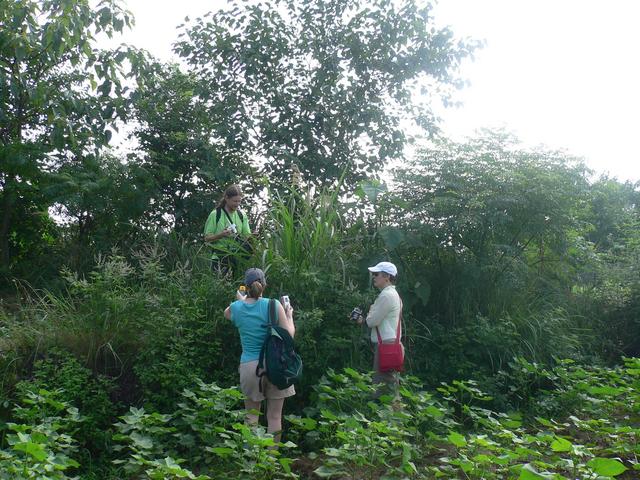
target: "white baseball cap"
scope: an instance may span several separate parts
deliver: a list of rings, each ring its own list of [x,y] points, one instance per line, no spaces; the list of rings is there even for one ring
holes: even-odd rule
[[[388,273],[389,275],[392,275],[394,277],[396,275],[398,275],[398,269],[391,262],[380,262],[379,264],[377,264],[377,265],[375,265],[373,267],[369,267],[369,271],[370,272],[384,272],[384,273]]]

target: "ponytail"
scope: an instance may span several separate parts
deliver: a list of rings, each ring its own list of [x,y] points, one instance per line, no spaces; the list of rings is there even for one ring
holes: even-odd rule
[[[258,299],[260,298],[260,296],[262,295],[262,292],[264,291],[264,285],[262,285],[262,283],[256,280],[251,285],[247,285],[247,290],[248,290],[247,295],[249,296],[249,298]]]
[[[216,208],[223,208],[227,204],[227,198],[242,196],[242,190],[238,185],[229,185],[222,194],[222,198],[218,202]]]

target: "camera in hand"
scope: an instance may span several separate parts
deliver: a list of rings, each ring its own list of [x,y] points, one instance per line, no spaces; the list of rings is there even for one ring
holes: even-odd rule
[[[233,233],[234,235],[238,233],[238,229],[236,228],[236,224],[232,223],[231,225],[229,225],[228,230]]]
[[[362,318],[362,310],[358,307],[351,310],[351,315],[349,315],[349,320],[352,322],[357,322]]]
[[[291,302],[289,301],[289,295],[283,295],[280,297],[280,303],[282,304],[282,306],[286,309],[289,305],[291,305]]]

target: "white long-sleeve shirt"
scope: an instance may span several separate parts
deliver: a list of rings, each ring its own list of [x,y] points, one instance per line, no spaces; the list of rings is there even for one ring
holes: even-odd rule
[[[395,285],[383,288],[367,314],[367,325],[371,328],[372,342],[378,343],[375,327],[380,330],[383,341],[395,340],[401,308],[402,302]]]

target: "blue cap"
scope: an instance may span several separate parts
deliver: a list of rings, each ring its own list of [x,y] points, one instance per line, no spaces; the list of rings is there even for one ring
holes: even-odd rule
[[[267,284],[264,272],[259,268],[250,268],[244,273],[244,284],[250,287],[253,282],[260,282],[263,287]]]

◆ Task goal
Pictures in the entries are to be skipped, and everything else repeated word for word.

◆ Solution below
target: "white baseball cap"
scope: an instance may span several separate parts
deliver: a list of rings, each ring its own list of [x,y] points, one instance per line, no spaces; the list of rings is there even for one ring
holes: even-odd rule
[[[388,273],[389,275],[392,275],[394,277],[396,275],[398,275],[398,269],[391,262],[380,262],[379,264],[377,264],[377,265],[375,265],[373,267],[369,267],[369,271],[370,272],[384,272],[384,273]]]

target: "ponytail"
scope: an instance may span several separate parts
deliver: a list of rings, each ring its own list of [x,y] points, one instance per line, no spaces; the list of rings is there even for one ring
holes: even-odd rule
[[[258,299],[260,298],[260,296],[262,295],[262,292],[264,291],[264,285],[262,285],[262,283],[256,280],[251,285],[247,285],[247,290],[248,290],[247,295],[249,296],[249,298]]]
[[[216,208],[223,208],[227,204],[227,198],[242,196],[242,190],[238,185],[229,185],[222,194],[222,198],[218,202]]]

target: "camera in hand"
scope: an instance may span several separate parts
deliver: a list of rings, each ring its own list of [x,y] points, one instance per line, no spaces; the list of rings is there even for one ring
holes: even-odd rule
[[[233,233],[234,235],[238,233],[238,229],[236,228],[236,224],[232,223],[231,225],[229,225],[228,230]]]
[[[362,318],[362,310],[358,307],[351,310],[351,315],[349,315],[349,320],[352,322],[357,322]]]
[[[291,302],[289,301],[289,295],[283,295],[280,297],[280,303],[282,304],[282,306],[286,309],[289,305],[291,305]]]

target: "white long-sleeve shirt"
scope: an instance may span several separate parts
deliver: a list of rings, each ring its own list of [x,y] points, one instance per line, no spaces; the list of rings is there even for one ring
holes: even-odd rule
[[[395,285],[383,288],[367,314],[367,325],[371,328],[372,342],[378,343],[375,327],[380,330],[383,341],[395,340],[401,308],[402,302]]]

target: "blue cap"
scope: an instance may span several separate parts
deliver: a list of rings, each ring its own list of [x,y] points, one instance per line, no spaces; the list of rings is there even for one ring
holes: even-odd rule
[[[267,284],[264,272],[259,268],[250,268],[244,273],[244,284],[250,287],[253,282],[260,282],[263,287]]]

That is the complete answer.